- [SCHRIFTLICHE AUFGABE 1]
An welchem Datum erlebten Gummersbach und seine Umgebung laut dem Lesetext den ersten größeren Luftangriff?

- [LESETEXT]

* * * * *

Oberbergischer Kreis - Weihnachten 1944: In Oberberg herrscht klares und schönes Winterwetter. Aber der Bevölkerung ist nicht danach zumute, idyllische weiße Weihnacht zu feiern - schon zu viele Tote hat dieser Krieg gefordert. Kaum eine Familie, die noch nicht betroffen wäre - der NSDAP-nahe „Oberbergische Bote“, ist voll von Todesanzeigen. Selbst die Familie des Gummersbacher Fabrikanten Carl-Hugo Steinmüller trauert um ihren Sohn Carl Eberhard, der im Alter von 23 Jahren am 6. August 1944 in der Normandie fiel.

Zwar gab es im Land zwischen Sieg und Wupper noch keine direkten Kämpfe, aber der Luftkrieg sorgte längst schon für Angst und Schrecken - und Tote - in der oberbergischen Bevölkerung. Den ersten größeren Luftangriff erlebten die Kreisstadt Gummersbach und ihre Umgebung schon am 1. Dezember 1943. Dieser Angriff forderte 22 Tote und zahlreiche Verletzte.

Wie der Historiker Gerhard Pomykaj in der „Oberbergischen Geschichte“ schreibt, handelte es sich hier aber offensichtlich nicht um eine gezielte Aktion, sondern um Notabwürfe einer von der deutschen Luftwaffe abgedrängten alliierten Flugstaffel. Speziell die Nordkreisstädte Hückeswagen und Radevormwald wurden wegen ihrer Nähe zu den Großstädten Remscheid und Wuppertal 1943 / 44 öfters von Bombenabwürfen heimgesucht.

* * * * *

- [EINGABEDATEN]

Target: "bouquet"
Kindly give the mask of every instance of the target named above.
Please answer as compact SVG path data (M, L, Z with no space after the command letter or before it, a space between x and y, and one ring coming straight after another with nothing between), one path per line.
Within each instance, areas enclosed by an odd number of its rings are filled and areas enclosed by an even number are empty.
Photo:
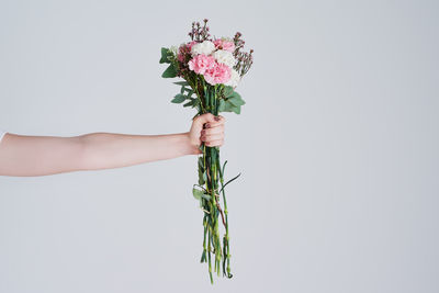
M207 20L192 23L189 32L190 42L179 47L161 48L160 64L169 64L161 77L180 77L183 81L173 82L181 87L172 103L184 103L196 110L193 116L219 112L240 113L245 101L235 88L240 79L250 69L252 53L243 52L245 42L241 34L236 33L233 38L211 37ZM214 272L219 277L232 278L230 250L228 235L227 202L225 187L237 179L240 173L224 183L224 171L227 161L221 165L219 147L210 147L204 143L200 146L198 158L198 184L193 185L193 196L200 201L203 211L203 252L201 262L209 263L211 283L212 262ZM222 201L221 201L222 195ZM223 224L225 234L221 239L218 226ZM212 261L212 255L214 261Z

* * * * *

- [SCHRIFTLICHE AUFGABE 2]
Stelle die Zeilen vom Anfang der Auflistung bis einschließlich der Zeile mit „Please answer as“ als JSON-Liste von Zeichenketten dar, mit einer Zeichenkette pro Zeile und ohne Leerzeilen.

- [VOLLSTÄNDIGE ANTWORT 1]
Am 1. Dezember 1943.

- [VOLLSTÄNDIGE ANTWORT 2]
[
  "Target: \"bouquet\"",
  "Kindly give the mask of every instance of the target named above.",
  "Please answer as compact SVG path data (M, L, Z with no space after the command letter or before it, a space between x and y, and one ring coming straight after another with nothing between), one path per line."
]